───── Page text

From ccf7bdec230edb9a833770368b92b74503ae1125 Mon Sep 17 00:00:00 2001
From: Daniel Povey <dpovey@gmail.com>
Date: Sat, 28 Aug 2021 21:51:54 +0800
Subject: [PATCH] Add Foam optimizer; I used this from epoch 3.

---
 egs/librispeech/ASR/conformer_lm/madam.py     | 186 +++++++++++++++++-
 .../ASR/conformer_lm/test_dataset.py          |  39 +++-
 egs/librispeech/ASR/conformer_lm/train.py     |  13 +-
 3 files changed, 217 insertions(+), 21 deletions(-)

diff --git a/egs/librispeech/ASR/conformer_lm/madam.py b/egs/librispeech/ASR/conformer_lm/madam.py
index aa605c30b..07266a63b 100644
--- a/egs/librispeech/ASR/conformer_lm/madam.py
+++ b/egs/librispeech/ASR/conformer_lm/madam.py
@@ -811,6 +811,140 @@ class Moam(object):
                 setattr(self, key, value)
 
 
+class Foam(object):
+    """
+    Implements Foam optimizer.  This is a modified version of the Noam optimizer
+    which was proposed in "Attention Is All You Need", https://arxiv.org/pdf/1706.03762.pdf,
+    but changed to use Madam (see above) instead of Adam as the base optimizer, and then
+    to change the learning rate schedule and how it is specified.
+
+
+    This code was modified from https://github.com/espnet/espnet/blob/master/espnet/nets/pytorch_backend/transformer/optimizer.py
+
+
+    Args:
+        params (iterable): iterable of parameters to optimize or dicts defining parameter groups
+
+        warm_step: number of warmup steps before the learning rate starts to decrease
+              (it increases until this point).
+        max_lrate: The learning rate at its maximum, on step `warm_step`
+        knee_factor:  The multiple of `max_lrate` after which the learning rate will
+                 start to decrease more like 1/x.  It increases linearly from 0 to
+                `warm_step`, then decreases approximately as 1/sqrt(x) from
+                `warm_step` to `warm_step * knee_factor`, then decreases
+                 approximately as 1/x from `warm_step * knee_factor` onwards.

──────────

▶ **List of tasks**
(1) In the Foam optimizer patch, which optimizer replaces Adam as the base optimizer?
(2) Write a continuation of the Foam optimizer patch, starting after its final line.
The lines after the patch are not needed here.

───── Items

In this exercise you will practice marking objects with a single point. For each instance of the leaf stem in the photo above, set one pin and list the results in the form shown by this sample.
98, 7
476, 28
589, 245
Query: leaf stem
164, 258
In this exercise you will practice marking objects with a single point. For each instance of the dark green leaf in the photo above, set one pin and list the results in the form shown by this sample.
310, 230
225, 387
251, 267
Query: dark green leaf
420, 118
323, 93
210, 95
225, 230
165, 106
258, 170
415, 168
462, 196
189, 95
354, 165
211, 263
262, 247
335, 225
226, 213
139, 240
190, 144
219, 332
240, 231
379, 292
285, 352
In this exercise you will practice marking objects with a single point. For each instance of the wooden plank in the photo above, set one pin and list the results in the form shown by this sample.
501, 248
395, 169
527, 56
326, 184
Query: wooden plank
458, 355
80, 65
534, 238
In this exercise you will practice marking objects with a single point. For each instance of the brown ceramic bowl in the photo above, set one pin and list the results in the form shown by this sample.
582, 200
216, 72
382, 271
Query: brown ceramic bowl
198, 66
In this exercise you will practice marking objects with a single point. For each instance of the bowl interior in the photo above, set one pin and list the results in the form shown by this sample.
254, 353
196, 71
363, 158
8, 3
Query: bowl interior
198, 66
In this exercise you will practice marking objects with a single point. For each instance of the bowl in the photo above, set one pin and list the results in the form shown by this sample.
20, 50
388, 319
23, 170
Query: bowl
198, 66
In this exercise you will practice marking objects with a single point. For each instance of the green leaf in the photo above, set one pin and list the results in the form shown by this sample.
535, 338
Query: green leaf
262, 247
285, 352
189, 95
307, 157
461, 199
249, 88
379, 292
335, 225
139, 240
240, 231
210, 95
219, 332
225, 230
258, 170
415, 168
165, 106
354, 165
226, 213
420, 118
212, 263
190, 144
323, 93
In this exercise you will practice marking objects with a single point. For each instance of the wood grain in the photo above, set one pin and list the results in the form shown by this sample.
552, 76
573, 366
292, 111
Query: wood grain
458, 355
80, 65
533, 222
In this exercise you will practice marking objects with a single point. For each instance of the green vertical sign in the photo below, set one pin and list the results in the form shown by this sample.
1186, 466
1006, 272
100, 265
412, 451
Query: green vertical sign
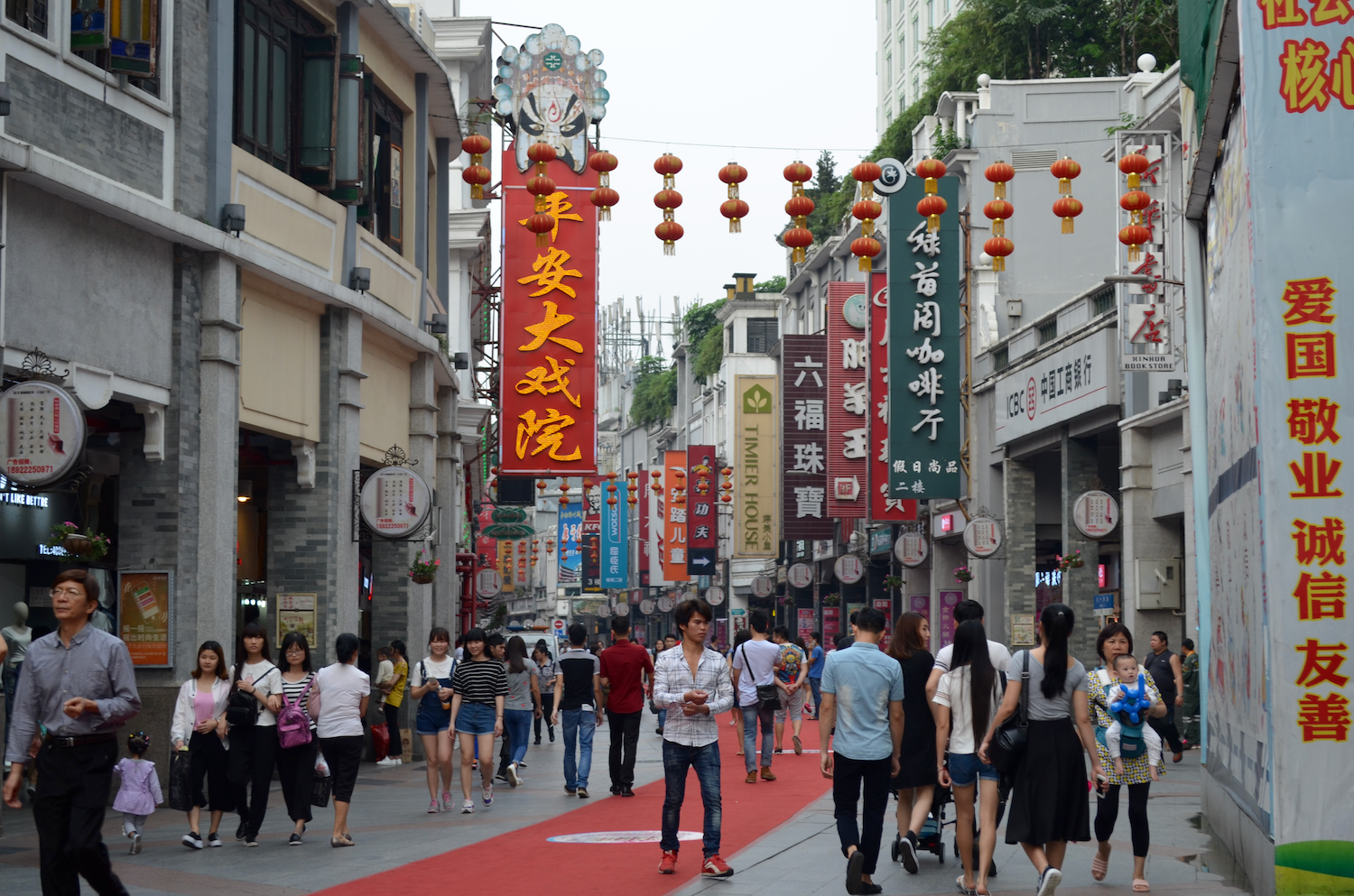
923, 346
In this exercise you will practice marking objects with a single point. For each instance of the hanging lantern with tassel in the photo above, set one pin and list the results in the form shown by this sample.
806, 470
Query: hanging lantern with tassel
604, 197
799, 208
734, 208
668, 199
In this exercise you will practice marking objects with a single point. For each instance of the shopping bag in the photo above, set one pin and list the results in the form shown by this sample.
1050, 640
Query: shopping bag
181, 787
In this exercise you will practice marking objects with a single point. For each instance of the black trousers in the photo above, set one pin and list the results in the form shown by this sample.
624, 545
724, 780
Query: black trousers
547, 706
397, 746
68, 811
625, 739
848, 777
297, 769
254, 750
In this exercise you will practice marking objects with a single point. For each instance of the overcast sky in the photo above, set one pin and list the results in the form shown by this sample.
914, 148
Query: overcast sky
791, 76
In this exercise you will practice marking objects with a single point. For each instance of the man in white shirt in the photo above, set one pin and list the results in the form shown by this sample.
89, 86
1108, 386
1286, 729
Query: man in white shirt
755, 663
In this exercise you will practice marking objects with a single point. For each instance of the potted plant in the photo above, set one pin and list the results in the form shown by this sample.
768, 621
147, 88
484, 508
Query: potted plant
86, 546
424, 570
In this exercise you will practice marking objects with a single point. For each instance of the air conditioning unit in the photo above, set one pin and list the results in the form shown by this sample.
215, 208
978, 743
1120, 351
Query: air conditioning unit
1158, 585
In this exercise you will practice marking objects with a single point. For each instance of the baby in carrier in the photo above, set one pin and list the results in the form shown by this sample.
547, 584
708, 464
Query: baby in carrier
1129, 735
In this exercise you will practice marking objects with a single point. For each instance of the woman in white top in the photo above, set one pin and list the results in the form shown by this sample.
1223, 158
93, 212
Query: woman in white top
254, 749
199, 727
967, 697
340, 703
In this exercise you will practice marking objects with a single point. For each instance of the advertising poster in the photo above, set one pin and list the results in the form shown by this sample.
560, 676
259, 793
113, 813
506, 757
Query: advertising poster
923, 346
848, 400
756, 470
145, 609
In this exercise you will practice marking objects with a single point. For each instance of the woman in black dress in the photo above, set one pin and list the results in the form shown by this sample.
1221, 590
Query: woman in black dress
915, 781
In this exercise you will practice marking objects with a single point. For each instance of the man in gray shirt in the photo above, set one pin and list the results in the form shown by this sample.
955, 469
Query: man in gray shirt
79, 684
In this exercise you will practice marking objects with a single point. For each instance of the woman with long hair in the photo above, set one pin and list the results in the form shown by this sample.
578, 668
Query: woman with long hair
519, 706
915, 781
431, 687
966, 698
1048, 800
479, 685
254, 747
199, 727
297, 763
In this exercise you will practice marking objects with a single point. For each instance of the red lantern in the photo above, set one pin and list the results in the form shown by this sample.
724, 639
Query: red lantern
932, 208
998, 248
668, 198
931, 170
736, 208
998, 172
1134, 164
1064, 170
1067, 208
998, 211
1134, 237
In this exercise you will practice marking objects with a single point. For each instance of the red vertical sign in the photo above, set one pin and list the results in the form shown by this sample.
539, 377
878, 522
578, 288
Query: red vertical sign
882, 508
549, 411
848, 400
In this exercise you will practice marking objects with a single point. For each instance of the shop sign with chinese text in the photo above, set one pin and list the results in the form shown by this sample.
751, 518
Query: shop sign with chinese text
923, 346
549, 411
804, 457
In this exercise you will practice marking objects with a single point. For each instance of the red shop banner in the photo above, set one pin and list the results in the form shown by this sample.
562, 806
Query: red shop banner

──────────

▶ **Answers to each task**
(1) Madam.

(2)
+
+        min_target_rms: this is a parameter of the Madam optimizer; it represents a floor
+             on the "target root-mean-square value" that is used when the initialization
+             of a tensor is zero or below this value.  It may be worth optimizing.
+             Don't worry about tensors with fewer than 2 dimensions when setting this,
+             these are not subject to our l2 formula.
+        limit_grad_factor: Another parameter of Madam, you can set this to a finite
+             value, e.g. 2.0, to activate a mechanism that limits the norms of
+             larger-than-usual gradients. This seems to cause a slowdown, likely due
+             to GPU->CPU transfers, and it is disabled by setting it to infinity.
+        l2_period: mechanism to improve the optimization speed, by only applying the l2
+            regularization (which is a complicated formula) every this-many
+            minibatches.  E.g. can set it to 2 or 4.
+    """
+
+    def __init__(self,
+                 params,
+                 max_lrate: float = 5.0e-04,
+                 warm_step: int = 25000,
+                 knee_factor: float = 8.0,
+                 min_target_rms: float = 0.05,
+                 limit_grad_factor: float = float('inf'),
+                 l2_period: int = 1) -> None:
+        """Construct an Noam object."""
+        self.optimizer = Madam(params, lr=0, betas=(0.9, 0.98), eps=1e-9,
+                               min_target_rms=min_target_rms,
+                               limit_grad_factor=limit_grad_factor,
+                               l2_period=l2_period)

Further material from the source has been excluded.